**Task goal:**
Rewrite the listing below as a JSON array of strings, with one string per line and any blank lines left out.

─── Dataset records

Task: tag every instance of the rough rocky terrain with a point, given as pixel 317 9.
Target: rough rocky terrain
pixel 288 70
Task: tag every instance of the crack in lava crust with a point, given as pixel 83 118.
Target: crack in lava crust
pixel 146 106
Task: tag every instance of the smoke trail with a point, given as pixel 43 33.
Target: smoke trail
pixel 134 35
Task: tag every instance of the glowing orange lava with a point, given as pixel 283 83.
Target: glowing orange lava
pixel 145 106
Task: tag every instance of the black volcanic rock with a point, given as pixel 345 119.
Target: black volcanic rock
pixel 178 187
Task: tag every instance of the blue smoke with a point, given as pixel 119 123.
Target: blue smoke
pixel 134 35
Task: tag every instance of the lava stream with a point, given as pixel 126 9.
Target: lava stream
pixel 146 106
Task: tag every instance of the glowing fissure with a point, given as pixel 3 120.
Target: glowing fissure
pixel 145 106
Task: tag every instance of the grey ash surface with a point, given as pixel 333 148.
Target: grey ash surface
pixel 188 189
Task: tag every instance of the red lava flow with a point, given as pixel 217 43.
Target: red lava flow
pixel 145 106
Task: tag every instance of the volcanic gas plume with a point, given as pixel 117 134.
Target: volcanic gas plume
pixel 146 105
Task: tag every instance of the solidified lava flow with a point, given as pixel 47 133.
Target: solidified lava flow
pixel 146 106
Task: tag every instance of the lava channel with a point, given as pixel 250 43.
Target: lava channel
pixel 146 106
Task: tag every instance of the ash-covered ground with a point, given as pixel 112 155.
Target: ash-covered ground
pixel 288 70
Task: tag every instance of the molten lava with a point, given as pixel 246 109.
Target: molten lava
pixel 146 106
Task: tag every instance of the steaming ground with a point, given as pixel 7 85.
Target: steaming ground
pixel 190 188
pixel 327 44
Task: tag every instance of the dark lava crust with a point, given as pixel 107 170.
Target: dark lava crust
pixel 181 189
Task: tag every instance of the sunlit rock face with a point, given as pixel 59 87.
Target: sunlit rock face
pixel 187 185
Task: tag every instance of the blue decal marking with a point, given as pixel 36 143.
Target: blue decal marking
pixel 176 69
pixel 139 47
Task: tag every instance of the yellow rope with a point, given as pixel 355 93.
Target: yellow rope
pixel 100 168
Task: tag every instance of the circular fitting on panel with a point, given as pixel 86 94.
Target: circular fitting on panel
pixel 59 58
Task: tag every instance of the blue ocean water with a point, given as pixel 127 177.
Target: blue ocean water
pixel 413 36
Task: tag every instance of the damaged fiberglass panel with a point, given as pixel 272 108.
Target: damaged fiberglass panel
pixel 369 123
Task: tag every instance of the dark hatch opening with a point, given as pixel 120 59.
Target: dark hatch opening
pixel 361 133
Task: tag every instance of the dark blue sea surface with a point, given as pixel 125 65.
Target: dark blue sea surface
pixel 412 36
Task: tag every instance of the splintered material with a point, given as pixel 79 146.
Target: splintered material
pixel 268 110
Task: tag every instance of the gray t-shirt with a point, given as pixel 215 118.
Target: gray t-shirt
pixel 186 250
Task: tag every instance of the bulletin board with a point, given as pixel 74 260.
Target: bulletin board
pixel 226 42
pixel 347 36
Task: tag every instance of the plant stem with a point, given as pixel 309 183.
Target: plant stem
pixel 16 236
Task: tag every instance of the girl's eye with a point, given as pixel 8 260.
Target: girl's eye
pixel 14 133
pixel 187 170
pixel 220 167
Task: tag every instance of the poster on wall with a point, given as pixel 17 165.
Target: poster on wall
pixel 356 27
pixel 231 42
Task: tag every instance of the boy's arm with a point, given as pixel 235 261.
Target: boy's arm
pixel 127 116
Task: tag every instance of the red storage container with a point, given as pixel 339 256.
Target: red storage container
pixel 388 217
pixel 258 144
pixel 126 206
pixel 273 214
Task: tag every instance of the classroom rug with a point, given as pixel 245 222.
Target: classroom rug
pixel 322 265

──────

**Response:**
[
  "Task: tag every instance of the rough rocky terrain with a point, given as pixel 317 9.",
  "Target: rough rocky terrain",
  "pixel 288 70",
  "Task: tag every instance of the crack in lava crust with a point, given as pixel 83 118.",
  "Target: crack in lava crust",
  "pixel 146 106",
  "Task: tag every instance of the smoke trail with a point, given as pixel 43 33.",
  "Target: smoke trail",
  "pixel 134 35",
  "Task: tag every instance of the glowing orange lava with a point, given as pixel 283 83.",
  "Target: glowing orange lava",
  "pixel 145 106",
  "Task: tag every instance of the black volcanic rock with a point, given as pixel 345 119.",
  "Target: black volcanic rock",
  "pixel 178 187",
  "Task: tag every instance of the blue smoke with a point, given as pixel 119 123.",
  "Target: blue smoke",
  "pixel 134 35",
  "Task: tag every instance of the lava stream with a point, given as pixel 126 9.",
  "Target: lava stream",
  "pixel 146 106",
  "Task: tag every instance of the glowing fissure with a point, given as pixel 3 120.",
  "Target: glowing fissure",
  "pixel 145 106",
  "Task: tag every instance of the grey ash surface with a point, given as pixel 333 148.",
  "Target: grey ash surface",
  "pixel 188 189",
  "Task: tag every instance of the red lava flow with a point, given as pixel 217 43.",
  "Target: red lava flow",
  "pixel 145 106",
  "Task: tag every instance of the volcanic gas plume with a point, given as pixel 117 134.",
  "Target: volcanic gas plume",
  "pixel 146 105",
  "Task: tag every instance of the solidified lava flow with a point, given as pixel 47 133.",
  "Target: solidified lava flow",
  "pixel 146 106",
  "Task: tag every instance of the lava channel with a point, given as pixel 250 43.",
  "Target: lava channel",
  "pixel 146 106",
  "Task: tag every instance of the ash-covered ground with a point, given as pixel 112 155.",
  "Target: ash-covered ground",
  "pixel 288 70",
  "Task: tag every instance of the molten lava with a point, given as pixel 246 109.",
  "Target: molten lava",
  "pixel 146 106",
  "Task: tag every instance of the steaming ground with a point, given as pixel 7 85.",
  "Target: steaming ground",
  "pixel 190 188",
  "pixel 327 44",
  "Task: tag every instance of the dark lava crust with a point, given as pixel 107 170.",
  "Target: dark lava crust",
  "pixel 181 189",
  "Task: tag every instance of the sunlit rock face with a point, given as pixel 59 87.",
  "Target: sunlit rock face",
  "pixel 187 185",
  "Task: tag every instance of the blue decal marking with a point, given as pixel 36 143.",
  "Target: blue decal marking",
  "pixel 176 69",
  "pixel 139 47",
  "Task: tag every instance of the yellow rope with a point, given as pixel 355 93.",
  "Target: yellow rope",
  "pixel 100 168",
  "Task: tag every instance of the circular fitting on panel with a point, given as pixel 86 94.",
  "Target: circular fitting on panel",
  "pixel 59 58",
  "Task: tag every instance of the blue ocean water with a point, given as pixel 127 177.",
  "Target: blue ocean water",
  "pixel 413 36",
  "Task: tag every instance of the damaged fiberglass panel with a point, given as pixel 272 108.",
  "Target: damaged fiberglass panel",
  "pixel 369 123",
  "Task: tag every instance of the dark hatch opening with a point, given as pixel 120 59.",
  "Target: dark hatch opening",
  "pixel 361 133",
  "Task: tag every instance of the dark blue sea surface with a point, given as pixel 125 65.",
  "Target: dark blue sea surface",
  "pixel 412 36",
  "Task: tag every instance of the splintered material with a point, given as pixel 79 146.",
  "Target: splintered material",
  "pixel 268 110",
  "Task: tag every instance of the gray t-shirt with a point, given as pixel 215 118.",
  "Target: gray t-shirt",
  "pixel 186 250",
  "Task: tag every instance of the bulletin board with a point, given as pixel 74 260.",
  "Target: bulletin board",
  "pixel 226 42",
  "pixel 347 36",
  "Task: tag every instance of the plant stem with a point, given as pixel 309 183.",
  "Target: plant stem",
  "pixel 16 236",
  "Task: tag every instance of the girl's eye with a point, given as pixel 8 260.",
  "Target: girl's eye",
  "pixel 14 133",
  "pixel 187 170",
  "pixel 220 167",
  "Task: tag every instance of the poster on wall with a point, given as pixel 17 165.",
  "Target: poster on wall",
  "pixel 356 27",
  "pixel 231 42",
  "Task: tag every instance of the boy's arm with a point, given as pixel 235 261.",
  "Target: boy's arm",
  "pixel 127 116",
  "Task: tag every instance of the red storage container with a point, given as pixel 339 256.",
  "Target: red storage container",
  "pixel 388 217",
  "pixel 258 144",
  "pixel 126 206",
  "pixel 273 214",
  "Task: tag every instance of the classroom rug with a point, given as pixel 245 222.",
  "Target: classroom rug",
  "pixel 322 265"
]